Brano citato -
____
Lavoce.info

Piccole imprese non crescono

Non è vero che la conduzione familiare delle aziende sia un fenomeno solo italiano. Né esiste una relazione fra la sua diffusione e la dimensione. Lungi dall’essere un valore positivo, oggi la piccola impresa è inadeguata di fronte alle sfide della globalizzazione e delle nuove tecnologie. E’ allora necessario favorire le imprese che scelgono di crescere, riducendo gli adempimenti burocratici agli ampliamenti di impianto o agevolando lo sviluppo di strumenti finanziari innovativi. E gli incentivi non devono esaurirsi proprio in conseguenza della crescita.

È opinione diffusa che la dimensione troppo ridotta delle imprese italiane e la loro conduzione a carattere prevalentemente familiare costituiscano due nodi strutturali che sempre più condizionano la performance della nostra economia. I due fenomeni vengono spesso associati. Si sostiene infatti che le nostre imprese non crescono proprio a causa della conduzione prevalentemente familiare, sia per mancanza di risorse finanziarie sia per l’inadeguatezza del management familiare.

IMPRESE FAMILIARI NEL MONDO

Vanno, a questo proposito, sfatati due miti. In primo luogo, non è vero che la diffusione delle imprese familiari sia fenomeno soprattutto italiano. In secondo luogo, non vi è evidenza che le imprese familiari stentino a crescere.
I dati parlano con chiarezza. Pur non nascondendo le difficoltà insite in un confronto fra paesi che utilizzano definizioni e fonti statistiche assai variegate, è un fatto che l’impresa familiare rappresenta una realtà assai radicata a livello internazionale. In Italia, in un campione di imprese con più di 50 addetti, che esclude quindi le realtà più piccole, più dell’80 per cento delle imprese sono considerate familiari. Analoghe percentuali si riscontrano però anche in altri paesi, 75 per cento in Spagna e 64 per cento nel Regno Unito, nonostante che in entrambi i casi la definizione di imprese familiari sia più ristretta di quella applicata in Italia. Sorprendono forse gli Stati Uniti, in cui quasi il 90 per cento delle imprese è di natura familiare, ma in questa cifra sono incluse anche le imprese individuali, escluse invece dalle statistiche negli altri paesi. Ma anche se ci concentriamo sulle imprese dell’indice Standard & Poor’s scopriamo che ben il 35 per cento è a carattere familiare.
Analogamente, non trova riscontro l’affermazione per cui le imprese familiari non riescono, o non vogliono, crescere. Dai dati della Banca d’Italia o di Unioncamere si evince infatti come non esista una relazione fra diffusione dell’impresa familiare e dimensione. In primo luogo, l’incidenza percentuale di imprese in cui la dimensione della prima quota azionaria è inferiore al 50 per cento (una caratteristica dell’impresa diffusa) diminuisce all’aumentare della dimensione. In altri termini, è proprio nelle imprese più grandi che la proprietà risulta più concentrata. Per di più, il numero di soci diminuisce al crescere delle dimensioni. Il problema della crescita dimensionale non è quindi peculiare a quello delle imprese familiari. Al contrario, sembrerebbe che proprio le imprese familiari, con un azionariato più concentrato, siano sovra rappresentate nelle dimensioni più alte.
____
Elenco dati -
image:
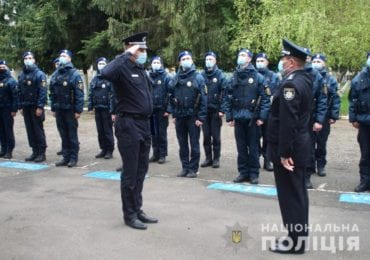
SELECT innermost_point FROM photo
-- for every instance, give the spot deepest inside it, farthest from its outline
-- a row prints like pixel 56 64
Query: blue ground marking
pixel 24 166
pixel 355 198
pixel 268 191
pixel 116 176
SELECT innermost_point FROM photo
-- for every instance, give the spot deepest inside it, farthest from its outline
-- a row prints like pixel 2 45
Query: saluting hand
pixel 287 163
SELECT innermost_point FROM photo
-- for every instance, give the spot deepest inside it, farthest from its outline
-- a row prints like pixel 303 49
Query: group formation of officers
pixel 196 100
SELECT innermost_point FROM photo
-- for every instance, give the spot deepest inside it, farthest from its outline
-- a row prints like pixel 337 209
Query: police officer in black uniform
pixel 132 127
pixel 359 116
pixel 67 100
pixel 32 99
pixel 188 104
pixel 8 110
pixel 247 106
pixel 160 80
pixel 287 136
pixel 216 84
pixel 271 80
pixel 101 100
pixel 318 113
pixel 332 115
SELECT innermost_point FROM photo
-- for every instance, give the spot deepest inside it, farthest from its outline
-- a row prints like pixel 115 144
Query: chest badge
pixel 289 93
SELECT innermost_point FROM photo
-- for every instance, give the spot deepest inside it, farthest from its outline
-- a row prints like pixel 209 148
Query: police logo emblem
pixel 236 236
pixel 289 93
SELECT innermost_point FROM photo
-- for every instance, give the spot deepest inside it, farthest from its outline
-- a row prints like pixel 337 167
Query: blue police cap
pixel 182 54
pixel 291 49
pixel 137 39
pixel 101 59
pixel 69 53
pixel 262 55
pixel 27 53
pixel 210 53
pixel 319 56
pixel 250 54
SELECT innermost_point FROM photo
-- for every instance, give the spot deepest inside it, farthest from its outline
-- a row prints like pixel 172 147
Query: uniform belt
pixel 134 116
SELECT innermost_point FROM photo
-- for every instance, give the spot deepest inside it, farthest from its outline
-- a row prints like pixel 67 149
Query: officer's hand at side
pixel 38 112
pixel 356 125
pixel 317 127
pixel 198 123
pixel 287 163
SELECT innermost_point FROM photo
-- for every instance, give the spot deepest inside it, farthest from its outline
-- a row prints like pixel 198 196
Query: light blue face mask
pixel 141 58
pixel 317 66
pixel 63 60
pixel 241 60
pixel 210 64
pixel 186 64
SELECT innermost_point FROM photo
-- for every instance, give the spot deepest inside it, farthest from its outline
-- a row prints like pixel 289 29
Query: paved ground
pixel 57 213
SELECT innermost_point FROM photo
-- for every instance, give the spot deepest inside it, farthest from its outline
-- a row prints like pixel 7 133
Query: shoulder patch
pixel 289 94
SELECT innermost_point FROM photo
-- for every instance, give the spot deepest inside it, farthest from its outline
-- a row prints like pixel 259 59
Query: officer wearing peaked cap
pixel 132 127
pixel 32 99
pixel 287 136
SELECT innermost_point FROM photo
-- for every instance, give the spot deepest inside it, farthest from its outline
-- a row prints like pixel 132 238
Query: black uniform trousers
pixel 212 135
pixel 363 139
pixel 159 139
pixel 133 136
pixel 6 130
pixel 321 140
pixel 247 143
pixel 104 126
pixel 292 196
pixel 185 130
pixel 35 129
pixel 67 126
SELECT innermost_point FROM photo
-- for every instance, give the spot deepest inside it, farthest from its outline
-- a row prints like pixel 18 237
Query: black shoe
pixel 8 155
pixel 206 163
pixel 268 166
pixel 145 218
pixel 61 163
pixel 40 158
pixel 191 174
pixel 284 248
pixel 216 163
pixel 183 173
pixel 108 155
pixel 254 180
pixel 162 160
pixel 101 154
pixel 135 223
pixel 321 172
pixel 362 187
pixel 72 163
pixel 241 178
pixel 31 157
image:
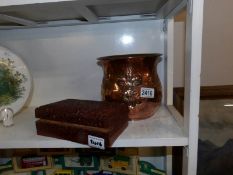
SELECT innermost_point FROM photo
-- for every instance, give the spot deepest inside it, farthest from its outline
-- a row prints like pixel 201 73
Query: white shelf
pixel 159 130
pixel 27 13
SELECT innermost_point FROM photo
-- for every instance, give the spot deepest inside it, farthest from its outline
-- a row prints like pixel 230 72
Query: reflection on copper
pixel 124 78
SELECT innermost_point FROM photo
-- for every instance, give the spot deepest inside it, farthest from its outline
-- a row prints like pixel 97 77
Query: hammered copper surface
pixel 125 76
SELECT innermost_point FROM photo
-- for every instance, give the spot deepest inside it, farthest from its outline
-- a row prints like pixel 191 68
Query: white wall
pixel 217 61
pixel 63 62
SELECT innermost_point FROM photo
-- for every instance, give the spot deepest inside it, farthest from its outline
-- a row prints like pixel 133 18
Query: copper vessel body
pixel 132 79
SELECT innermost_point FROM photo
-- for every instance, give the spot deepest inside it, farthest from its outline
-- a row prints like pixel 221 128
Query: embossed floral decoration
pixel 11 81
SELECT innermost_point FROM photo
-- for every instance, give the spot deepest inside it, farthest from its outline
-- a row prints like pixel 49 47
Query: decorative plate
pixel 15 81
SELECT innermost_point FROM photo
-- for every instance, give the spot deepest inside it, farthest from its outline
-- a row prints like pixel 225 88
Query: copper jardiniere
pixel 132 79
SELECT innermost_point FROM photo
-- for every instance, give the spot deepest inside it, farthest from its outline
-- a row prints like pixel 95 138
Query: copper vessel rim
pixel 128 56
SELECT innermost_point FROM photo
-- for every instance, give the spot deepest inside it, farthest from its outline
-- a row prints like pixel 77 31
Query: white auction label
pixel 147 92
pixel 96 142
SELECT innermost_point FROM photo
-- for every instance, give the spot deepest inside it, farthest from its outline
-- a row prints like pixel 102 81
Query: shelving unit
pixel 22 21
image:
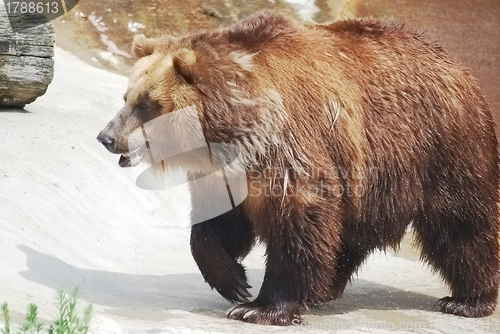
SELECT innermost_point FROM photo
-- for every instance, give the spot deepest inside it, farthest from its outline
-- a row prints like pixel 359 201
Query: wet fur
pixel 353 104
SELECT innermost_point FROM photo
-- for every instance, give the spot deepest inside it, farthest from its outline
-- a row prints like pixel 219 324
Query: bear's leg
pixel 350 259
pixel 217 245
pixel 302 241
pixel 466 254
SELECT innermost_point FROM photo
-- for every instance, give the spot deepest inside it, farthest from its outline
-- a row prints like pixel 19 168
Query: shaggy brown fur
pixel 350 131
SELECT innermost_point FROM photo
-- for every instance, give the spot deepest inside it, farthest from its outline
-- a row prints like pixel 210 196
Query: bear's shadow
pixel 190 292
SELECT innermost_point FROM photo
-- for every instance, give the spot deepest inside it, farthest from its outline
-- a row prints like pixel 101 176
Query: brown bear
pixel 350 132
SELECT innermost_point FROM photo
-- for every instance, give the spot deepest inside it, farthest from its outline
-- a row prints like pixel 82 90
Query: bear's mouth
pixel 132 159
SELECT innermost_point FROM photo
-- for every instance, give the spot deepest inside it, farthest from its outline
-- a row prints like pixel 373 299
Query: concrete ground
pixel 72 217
____
Consegna -
Rispondi a queste domande sul brano sulle piccole imprese italiane:
(a) Secondo l'opinione diffusa, quali due motivi impediscono alle imprese a conduzione familiare di crescere?
(b) Che percentuale di imprese familiari si trova in Spagna?
(c) Che cosa succede al numero di soci quando le imprese crescono di dimensione?

Risposta -
(a) La mancanza di risorse finanziarie e l'inadeguatezza del management familiare.
(b) Il 75 per cento.
(c) Diminuisce.